■ **EXERCISE REQUIREMENTS**
Print every line of the entries below word for word, but leave out the pictures.

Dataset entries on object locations
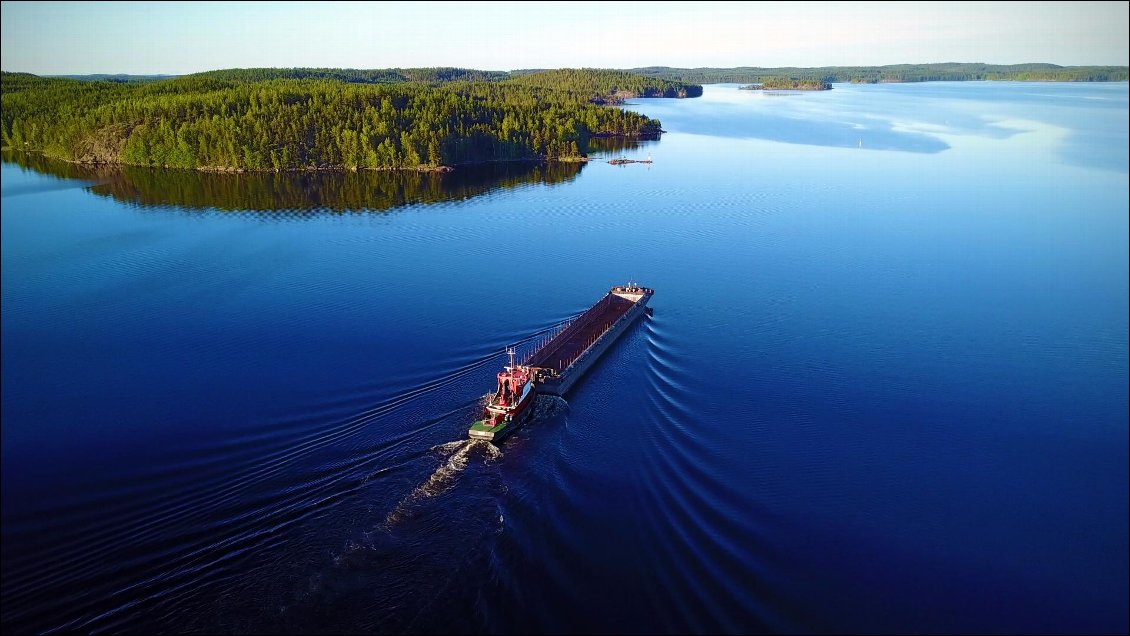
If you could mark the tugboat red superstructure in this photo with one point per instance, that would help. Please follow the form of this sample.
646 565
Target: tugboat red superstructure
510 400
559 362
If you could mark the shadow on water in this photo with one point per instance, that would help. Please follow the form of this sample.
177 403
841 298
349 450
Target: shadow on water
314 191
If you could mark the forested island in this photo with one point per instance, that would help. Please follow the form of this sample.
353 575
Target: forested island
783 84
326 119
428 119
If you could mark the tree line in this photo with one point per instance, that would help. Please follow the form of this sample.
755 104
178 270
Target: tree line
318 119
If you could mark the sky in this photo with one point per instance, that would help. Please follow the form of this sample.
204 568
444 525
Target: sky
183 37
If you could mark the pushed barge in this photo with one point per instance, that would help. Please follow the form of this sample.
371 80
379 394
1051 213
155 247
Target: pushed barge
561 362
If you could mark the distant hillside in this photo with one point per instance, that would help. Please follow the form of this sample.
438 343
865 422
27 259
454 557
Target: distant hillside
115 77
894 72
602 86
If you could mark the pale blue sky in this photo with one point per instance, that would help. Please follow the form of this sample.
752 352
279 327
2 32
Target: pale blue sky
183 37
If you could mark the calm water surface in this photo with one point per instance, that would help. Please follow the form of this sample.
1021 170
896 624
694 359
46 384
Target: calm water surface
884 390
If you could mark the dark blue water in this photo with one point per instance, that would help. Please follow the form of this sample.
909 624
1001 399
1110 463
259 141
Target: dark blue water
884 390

■ **REPLY TO THE EXERCISE**
If you could mark the tugboat red superstructure in this photo with one point per instance, that would help. Please follow the form of this sample.
646 565
Target: tugboat red superstructure
510 400
559 362
If you could mark the shadow on water in this photo with one point per instance, that would help. Please follow the form of this sample.
177 403
841 298
349 450
Target: shadow on water
314 191
If you could mark the forested island in this photo with one point per instance, that would help. Please follow the form of this sample.
353 575
Target: forested island
783 84
326 119
428 119
If you could mark the tree line in this photo with one point per instance, that would help. Please follow the form of this sample.
755 104
178 270
Target: tree line
318 119
If you could mark the sky in this photo with one point per instance, that would help. Please follow the form of this sample.
204 568
444 525
Target: sky
183 37
If you could mark the pushed barge in this photo with one point per instance, that would help. Please follow the form of this sample.
371 80
379 394
1051 213
155 247
Target: pushed barge
561 362
If you could mark the distant hillside in this photo with one point per instance, that would help. Please follow the form of this sample.
438 343
865 422
27 259
454 557
Target: distant hillside
115 77
894 72
602 86
If you could mark the pale blue sky in this photo with one point per instance, that would help. Please follow the form of this sample.
752 352
279 327
2 32
Target: pale blue sky
183 37
If you could mark the calm water surface in this photo with one point per instance, that would help. Please follow the form of this sample.
1021 170
896 624
694 359
46 384
Target: calm water surface
884 390
If you could mark the dark blue water in this photo with one point per instance, that would help. Please follow the form of this sample.
909 624
1001 399
1110 463
259 141
Target: dark blue water
884 390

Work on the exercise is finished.